# [WHAT TO WORK ON]
Where a line in the material below has the string "armchair", please report it.

*** RECORDED INFORMATION Section Begins ***

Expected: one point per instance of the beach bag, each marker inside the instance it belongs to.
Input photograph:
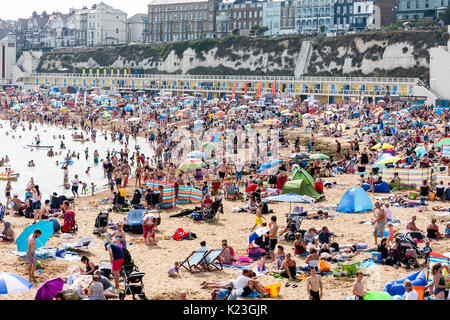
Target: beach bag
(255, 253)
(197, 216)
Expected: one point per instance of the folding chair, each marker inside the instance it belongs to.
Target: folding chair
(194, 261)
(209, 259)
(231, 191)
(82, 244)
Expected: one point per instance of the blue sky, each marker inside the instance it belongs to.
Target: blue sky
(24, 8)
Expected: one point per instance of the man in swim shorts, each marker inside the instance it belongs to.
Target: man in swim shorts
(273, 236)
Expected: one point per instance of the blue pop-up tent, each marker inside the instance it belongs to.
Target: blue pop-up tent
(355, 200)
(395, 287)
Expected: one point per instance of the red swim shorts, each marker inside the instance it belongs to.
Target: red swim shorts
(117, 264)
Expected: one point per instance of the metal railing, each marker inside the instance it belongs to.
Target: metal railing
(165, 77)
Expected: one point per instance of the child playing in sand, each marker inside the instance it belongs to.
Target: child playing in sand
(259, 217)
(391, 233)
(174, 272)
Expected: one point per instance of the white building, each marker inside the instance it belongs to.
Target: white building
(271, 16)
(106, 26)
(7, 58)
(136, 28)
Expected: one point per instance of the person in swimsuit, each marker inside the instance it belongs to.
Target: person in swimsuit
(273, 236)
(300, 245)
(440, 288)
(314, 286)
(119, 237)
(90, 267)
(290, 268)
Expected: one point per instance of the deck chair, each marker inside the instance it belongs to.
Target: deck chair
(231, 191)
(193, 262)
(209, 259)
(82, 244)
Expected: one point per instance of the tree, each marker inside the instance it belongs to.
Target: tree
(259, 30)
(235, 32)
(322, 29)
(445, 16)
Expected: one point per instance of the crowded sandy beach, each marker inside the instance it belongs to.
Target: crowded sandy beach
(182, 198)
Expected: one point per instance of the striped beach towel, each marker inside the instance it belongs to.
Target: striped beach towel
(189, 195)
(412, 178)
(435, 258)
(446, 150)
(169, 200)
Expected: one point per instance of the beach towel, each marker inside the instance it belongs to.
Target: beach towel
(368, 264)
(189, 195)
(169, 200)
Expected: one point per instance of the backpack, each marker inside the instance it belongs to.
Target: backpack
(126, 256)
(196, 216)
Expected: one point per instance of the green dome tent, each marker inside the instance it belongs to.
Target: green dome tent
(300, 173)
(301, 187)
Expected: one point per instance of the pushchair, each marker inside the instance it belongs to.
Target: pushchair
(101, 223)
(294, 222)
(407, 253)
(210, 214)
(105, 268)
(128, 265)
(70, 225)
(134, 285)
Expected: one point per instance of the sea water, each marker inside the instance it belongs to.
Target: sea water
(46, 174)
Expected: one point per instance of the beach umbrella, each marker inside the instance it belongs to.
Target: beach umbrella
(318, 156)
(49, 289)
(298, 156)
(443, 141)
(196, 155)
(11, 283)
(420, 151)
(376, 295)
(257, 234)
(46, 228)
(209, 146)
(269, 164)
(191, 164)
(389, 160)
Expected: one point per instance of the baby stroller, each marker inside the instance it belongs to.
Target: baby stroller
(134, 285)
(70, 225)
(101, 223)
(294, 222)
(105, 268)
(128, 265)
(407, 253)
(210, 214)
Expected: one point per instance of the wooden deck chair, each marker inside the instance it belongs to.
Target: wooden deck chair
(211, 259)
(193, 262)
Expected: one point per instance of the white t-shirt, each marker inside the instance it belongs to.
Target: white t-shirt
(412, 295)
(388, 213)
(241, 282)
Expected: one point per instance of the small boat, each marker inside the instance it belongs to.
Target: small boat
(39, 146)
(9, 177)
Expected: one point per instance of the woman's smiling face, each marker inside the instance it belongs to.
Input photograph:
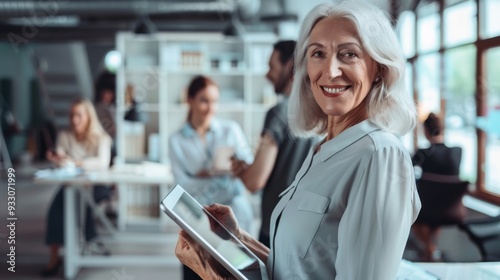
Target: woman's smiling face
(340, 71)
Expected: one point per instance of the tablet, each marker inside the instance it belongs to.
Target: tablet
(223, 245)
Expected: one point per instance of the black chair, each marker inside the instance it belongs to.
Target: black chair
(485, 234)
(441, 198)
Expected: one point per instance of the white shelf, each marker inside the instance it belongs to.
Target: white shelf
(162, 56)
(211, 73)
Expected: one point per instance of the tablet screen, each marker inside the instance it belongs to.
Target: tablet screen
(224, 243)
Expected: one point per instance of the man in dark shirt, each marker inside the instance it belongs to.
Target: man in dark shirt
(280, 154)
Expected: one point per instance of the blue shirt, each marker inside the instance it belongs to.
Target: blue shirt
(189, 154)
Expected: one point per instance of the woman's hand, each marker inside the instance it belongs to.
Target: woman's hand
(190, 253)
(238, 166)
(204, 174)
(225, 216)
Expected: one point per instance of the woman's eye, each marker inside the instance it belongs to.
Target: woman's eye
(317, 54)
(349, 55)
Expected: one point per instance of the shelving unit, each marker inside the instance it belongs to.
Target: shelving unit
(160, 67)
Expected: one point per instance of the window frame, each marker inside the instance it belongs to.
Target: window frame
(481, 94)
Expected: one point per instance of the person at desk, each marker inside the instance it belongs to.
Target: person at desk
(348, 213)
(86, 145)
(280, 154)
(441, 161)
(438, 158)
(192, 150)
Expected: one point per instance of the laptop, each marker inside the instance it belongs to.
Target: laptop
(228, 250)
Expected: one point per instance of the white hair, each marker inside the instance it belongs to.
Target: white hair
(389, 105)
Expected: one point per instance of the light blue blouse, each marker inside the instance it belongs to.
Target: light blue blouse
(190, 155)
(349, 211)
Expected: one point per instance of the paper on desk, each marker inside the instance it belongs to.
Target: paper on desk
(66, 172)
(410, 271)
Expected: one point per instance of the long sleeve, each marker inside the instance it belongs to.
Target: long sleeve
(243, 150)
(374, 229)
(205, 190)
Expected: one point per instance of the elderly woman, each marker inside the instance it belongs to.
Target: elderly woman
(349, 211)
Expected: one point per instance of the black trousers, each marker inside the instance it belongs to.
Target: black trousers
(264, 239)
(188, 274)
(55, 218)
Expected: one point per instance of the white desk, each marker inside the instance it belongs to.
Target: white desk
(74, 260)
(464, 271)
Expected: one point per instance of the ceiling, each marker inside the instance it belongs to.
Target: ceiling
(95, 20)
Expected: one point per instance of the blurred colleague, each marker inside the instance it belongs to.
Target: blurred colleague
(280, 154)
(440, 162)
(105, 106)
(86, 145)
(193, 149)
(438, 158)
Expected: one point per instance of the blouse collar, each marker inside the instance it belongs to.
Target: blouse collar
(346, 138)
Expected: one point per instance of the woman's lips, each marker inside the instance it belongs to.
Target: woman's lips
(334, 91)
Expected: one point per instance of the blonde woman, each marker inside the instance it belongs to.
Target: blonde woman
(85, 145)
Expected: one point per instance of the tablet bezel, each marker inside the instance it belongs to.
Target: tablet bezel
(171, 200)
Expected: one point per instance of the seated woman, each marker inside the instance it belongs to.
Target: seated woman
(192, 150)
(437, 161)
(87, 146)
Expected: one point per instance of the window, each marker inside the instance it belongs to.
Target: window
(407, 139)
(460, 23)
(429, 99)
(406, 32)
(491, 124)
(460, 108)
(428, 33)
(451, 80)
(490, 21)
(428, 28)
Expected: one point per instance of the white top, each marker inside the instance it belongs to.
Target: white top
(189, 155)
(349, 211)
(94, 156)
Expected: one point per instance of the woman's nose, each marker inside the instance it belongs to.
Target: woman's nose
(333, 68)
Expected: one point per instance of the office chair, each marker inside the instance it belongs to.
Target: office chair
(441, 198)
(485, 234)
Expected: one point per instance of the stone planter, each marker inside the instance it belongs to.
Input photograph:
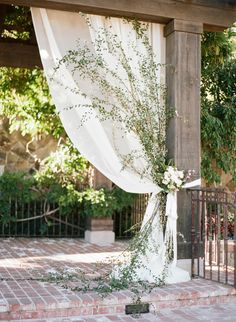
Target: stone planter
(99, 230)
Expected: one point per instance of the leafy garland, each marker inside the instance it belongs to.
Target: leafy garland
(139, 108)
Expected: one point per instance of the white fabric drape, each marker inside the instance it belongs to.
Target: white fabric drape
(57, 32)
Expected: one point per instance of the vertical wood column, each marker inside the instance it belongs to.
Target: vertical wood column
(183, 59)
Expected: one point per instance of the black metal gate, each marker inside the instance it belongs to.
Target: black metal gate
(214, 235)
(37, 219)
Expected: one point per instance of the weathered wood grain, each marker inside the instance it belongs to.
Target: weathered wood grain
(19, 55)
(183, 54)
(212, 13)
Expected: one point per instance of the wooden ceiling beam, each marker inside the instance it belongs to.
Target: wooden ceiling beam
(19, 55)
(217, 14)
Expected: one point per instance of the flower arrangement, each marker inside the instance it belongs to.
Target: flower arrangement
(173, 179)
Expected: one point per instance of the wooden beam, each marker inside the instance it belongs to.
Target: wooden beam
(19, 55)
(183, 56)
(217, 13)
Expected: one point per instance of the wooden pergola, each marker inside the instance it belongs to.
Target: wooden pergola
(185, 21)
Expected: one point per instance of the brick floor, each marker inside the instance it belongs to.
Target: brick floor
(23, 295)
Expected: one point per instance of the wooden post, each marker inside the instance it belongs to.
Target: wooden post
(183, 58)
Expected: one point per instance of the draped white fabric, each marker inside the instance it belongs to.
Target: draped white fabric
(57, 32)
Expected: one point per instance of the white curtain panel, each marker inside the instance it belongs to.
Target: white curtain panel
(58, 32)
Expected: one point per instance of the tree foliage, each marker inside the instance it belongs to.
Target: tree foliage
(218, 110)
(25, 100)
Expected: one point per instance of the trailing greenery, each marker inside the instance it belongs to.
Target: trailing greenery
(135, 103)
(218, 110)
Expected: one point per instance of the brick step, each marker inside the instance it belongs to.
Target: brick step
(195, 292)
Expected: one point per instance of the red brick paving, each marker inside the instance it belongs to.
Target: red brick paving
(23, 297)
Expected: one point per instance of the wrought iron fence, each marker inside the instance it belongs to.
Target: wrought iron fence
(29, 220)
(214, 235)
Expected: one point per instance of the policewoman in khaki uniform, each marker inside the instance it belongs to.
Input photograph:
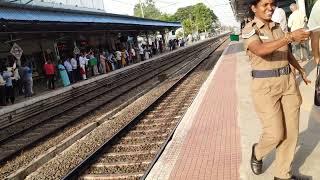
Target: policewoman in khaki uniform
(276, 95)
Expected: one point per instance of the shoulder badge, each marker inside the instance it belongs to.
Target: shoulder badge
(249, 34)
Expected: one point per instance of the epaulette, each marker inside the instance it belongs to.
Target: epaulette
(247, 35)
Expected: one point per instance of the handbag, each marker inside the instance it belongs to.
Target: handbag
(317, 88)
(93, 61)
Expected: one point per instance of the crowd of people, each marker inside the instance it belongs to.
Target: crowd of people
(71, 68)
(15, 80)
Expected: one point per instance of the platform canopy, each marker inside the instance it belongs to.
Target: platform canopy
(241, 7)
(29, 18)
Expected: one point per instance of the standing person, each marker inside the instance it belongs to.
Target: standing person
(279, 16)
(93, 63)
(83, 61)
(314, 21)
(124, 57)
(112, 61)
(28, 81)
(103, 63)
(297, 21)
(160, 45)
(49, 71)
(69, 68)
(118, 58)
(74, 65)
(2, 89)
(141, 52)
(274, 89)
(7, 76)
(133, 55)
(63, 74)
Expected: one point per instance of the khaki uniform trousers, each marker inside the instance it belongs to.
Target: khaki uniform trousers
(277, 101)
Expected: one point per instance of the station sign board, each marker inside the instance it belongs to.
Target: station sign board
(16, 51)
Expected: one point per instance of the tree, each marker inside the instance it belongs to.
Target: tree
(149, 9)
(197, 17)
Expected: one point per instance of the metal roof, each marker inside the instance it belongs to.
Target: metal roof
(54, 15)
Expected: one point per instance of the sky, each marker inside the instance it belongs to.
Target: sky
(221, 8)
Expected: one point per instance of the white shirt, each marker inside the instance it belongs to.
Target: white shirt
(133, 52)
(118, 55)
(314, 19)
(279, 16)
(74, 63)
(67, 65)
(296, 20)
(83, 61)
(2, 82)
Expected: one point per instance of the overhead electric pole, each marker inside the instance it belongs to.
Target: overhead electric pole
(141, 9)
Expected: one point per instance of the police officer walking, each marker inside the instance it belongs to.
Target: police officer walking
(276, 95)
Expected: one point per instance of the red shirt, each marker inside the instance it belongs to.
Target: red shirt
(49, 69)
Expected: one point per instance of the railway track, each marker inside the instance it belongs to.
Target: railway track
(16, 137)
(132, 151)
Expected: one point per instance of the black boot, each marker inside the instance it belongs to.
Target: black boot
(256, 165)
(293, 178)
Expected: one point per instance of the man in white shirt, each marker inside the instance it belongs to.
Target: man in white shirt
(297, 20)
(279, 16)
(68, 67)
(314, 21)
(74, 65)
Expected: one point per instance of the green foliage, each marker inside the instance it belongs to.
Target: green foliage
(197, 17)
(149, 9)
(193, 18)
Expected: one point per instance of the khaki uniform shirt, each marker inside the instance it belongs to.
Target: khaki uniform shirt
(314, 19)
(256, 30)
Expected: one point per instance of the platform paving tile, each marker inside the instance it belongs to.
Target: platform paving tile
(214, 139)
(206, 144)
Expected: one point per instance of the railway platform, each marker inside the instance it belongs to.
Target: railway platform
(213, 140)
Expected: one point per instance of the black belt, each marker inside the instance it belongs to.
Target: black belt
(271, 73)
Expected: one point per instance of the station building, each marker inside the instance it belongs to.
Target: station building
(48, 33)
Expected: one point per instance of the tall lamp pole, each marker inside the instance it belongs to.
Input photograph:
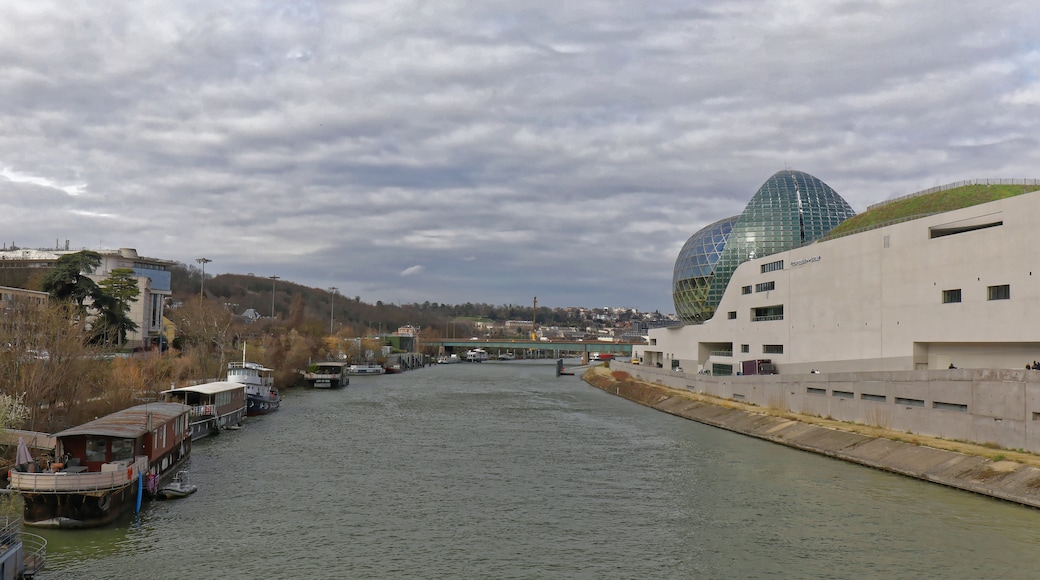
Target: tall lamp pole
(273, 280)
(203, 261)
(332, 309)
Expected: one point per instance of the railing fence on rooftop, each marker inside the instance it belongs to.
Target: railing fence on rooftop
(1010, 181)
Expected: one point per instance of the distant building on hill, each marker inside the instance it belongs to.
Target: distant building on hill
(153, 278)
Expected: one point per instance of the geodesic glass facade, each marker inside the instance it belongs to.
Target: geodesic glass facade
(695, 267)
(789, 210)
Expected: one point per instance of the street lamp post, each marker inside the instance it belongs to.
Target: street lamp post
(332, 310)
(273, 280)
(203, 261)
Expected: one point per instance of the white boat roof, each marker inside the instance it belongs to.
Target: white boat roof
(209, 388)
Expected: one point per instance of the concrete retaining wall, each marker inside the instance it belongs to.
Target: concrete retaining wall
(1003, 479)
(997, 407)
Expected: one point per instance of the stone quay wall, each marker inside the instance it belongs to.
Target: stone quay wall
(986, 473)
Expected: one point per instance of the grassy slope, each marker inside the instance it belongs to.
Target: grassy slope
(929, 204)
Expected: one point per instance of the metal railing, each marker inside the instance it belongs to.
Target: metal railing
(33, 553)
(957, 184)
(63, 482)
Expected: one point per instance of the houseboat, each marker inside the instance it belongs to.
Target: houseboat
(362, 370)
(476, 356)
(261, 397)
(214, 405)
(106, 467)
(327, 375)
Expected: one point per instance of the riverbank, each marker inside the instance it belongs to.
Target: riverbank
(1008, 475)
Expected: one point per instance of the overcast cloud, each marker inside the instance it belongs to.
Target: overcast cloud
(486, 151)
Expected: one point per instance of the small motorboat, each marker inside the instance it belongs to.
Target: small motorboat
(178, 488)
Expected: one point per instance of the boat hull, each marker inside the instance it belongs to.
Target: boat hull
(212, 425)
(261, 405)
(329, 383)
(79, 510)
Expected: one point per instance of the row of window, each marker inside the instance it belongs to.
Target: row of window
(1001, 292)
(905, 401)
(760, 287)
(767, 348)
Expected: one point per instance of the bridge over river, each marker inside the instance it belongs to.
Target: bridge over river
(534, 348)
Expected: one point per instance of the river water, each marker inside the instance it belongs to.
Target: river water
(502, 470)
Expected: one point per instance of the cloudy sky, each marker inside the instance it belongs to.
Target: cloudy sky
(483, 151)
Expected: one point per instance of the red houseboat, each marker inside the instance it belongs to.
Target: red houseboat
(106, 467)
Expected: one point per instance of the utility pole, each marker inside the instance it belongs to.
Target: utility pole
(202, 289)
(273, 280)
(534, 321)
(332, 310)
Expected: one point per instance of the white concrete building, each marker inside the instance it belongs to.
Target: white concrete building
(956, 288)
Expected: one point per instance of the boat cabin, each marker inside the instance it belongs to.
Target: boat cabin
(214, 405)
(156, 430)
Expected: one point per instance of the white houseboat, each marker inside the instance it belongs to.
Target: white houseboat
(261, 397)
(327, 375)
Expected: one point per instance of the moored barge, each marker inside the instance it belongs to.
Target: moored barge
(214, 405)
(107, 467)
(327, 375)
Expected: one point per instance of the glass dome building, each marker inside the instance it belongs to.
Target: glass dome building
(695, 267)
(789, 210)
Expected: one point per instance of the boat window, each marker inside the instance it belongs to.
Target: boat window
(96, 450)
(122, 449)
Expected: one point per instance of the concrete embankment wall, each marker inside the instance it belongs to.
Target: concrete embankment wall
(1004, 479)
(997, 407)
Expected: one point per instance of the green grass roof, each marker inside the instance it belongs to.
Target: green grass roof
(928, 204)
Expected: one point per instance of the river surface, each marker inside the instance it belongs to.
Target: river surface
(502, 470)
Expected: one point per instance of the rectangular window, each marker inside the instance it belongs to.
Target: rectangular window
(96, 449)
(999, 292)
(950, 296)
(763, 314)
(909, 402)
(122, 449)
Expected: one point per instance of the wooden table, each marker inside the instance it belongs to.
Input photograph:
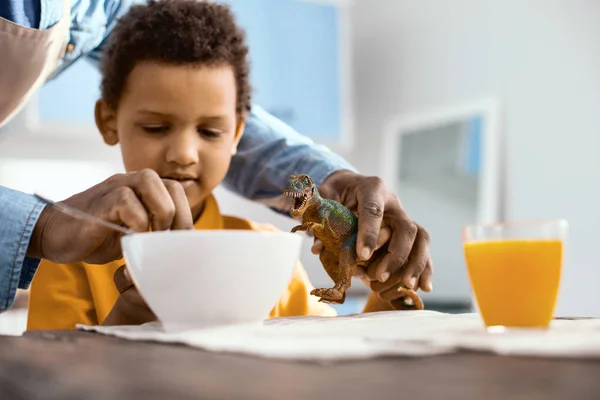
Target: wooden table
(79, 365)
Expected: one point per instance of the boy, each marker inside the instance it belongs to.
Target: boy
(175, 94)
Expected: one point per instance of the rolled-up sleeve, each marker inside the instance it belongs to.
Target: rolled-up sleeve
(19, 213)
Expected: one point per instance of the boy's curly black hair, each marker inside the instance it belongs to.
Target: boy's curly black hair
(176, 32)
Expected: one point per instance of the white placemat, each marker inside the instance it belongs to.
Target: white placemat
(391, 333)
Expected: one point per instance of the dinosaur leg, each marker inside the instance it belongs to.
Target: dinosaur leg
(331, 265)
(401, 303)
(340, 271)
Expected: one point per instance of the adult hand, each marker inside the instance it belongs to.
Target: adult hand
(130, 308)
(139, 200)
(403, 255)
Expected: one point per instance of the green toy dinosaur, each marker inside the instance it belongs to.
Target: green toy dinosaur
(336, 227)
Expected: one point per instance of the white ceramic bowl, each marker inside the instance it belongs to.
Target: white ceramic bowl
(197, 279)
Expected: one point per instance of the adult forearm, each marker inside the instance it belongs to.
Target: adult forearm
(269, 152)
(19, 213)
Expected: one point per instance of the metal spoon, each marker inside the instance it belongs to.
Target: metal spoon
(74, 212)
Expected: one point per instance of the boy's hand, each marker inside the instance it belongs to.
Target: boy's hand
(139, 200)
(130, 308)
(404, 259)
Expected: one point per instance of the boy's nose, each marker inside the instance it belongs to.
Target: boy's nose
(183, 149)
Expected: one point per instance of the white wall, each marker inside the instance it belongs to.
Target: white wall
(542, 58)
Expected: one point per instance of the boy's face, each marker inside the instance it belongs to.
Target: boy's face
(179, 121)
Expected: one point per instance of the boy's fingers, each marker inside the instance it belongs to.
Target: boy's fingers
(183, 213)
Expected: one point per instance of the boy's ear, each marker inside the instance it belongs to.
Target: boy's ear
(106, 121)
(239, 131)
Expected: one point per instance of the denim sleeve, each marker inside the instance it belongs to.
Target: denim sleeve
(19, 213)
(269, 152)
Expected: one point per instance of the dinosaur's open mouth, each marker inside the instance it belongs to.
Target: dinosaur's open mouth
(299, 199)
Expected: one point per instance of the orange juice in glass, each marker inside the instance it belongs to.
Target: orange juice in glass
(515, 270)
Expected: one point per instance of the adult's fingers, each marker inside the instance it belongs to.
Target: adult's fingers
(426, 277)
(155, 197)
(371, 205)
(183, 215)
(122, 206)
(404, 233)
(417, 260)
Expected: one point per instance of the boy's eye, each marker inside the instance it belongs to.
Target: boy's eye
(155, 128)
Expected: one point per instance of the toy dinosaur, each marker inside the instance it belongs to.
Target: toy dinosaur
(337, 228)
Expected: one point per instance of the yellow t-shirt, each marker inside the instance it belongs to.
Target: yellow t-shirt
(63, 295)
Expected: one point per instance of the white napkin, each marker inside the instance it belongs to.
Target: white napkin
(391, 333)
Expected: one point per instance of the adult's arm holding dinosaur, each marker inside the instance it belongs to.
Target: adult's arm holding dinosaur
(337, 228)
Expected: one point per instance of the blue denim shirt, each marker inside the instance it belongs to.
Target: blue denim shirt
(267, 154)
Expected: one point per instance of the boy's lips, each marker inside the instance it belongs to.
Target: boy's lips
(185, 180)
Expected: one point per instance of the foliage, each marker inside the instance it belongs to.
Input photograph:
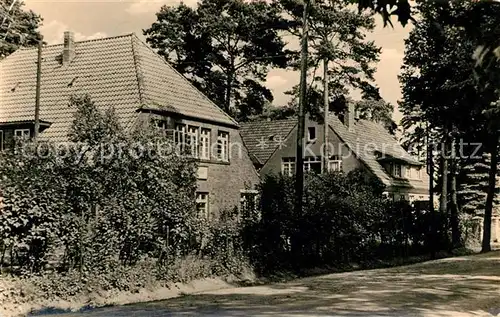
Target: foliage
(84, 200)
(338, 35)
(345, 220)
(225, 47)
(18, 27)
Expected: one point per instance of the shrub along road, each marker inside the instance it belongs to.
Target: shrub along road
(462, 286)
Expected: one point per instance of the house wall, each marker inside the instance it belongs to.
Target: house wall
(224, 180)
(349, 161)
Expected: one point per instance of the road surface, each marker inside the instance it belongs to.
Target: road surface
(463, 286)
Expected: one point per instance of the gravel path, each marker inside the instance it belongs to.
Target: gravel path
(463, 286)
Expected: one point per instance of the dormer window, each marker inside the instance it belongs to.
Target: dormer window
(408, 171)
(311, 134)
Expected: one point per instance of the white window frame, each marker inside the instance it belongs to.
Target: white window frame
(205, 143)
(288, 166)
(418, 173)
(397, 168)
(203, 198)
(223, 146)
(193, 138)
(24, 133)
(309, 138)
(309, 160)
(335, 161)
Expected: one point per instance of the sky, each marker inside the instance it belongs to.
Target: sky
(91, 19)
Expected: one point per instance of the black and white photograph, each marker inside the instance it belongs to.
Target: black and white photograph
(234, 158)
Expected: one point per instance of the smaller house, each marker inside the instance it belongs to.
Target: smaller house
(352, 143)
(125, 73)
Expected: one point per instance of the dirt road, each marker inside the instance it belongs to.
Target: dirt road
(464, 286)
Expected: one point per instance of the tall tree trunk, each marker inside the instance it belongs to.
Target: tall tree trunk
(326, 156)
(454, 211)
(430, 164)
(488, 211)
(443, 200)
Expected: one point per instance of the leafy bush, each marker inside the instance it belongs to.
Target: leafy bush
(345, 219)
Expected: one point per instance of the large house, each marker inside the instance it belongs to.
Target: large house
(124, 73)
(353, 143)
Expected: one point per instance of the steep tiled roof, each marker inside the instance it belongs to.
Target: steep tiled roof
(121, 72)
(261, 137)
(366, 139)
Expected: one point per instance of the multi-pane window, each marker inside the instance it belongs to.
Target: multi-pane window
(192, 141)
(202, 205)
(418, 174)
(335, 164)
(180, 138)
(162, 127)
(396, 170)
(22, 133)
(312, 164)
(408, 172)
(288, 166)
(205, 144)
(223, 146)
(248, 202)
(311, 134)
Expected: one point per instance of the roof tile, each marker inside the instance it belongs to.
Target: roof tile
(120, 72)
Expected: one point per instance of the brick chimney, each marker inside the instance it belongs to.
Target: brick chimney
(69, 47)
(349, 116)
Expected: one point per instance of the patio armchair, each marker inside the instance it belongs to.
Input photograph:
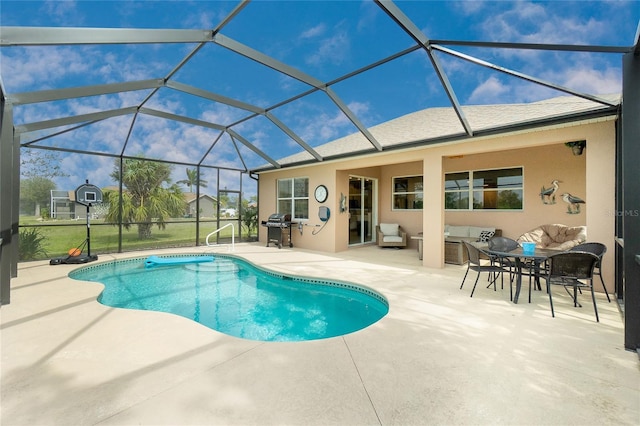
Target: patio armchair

*** RECORDED INFORMATION Section Ends ***

# [EXERCISE RESPONSE]
Expected: one point per instance of the patio armchair, each marker inside the instance it belongs to.
Target: patio armchair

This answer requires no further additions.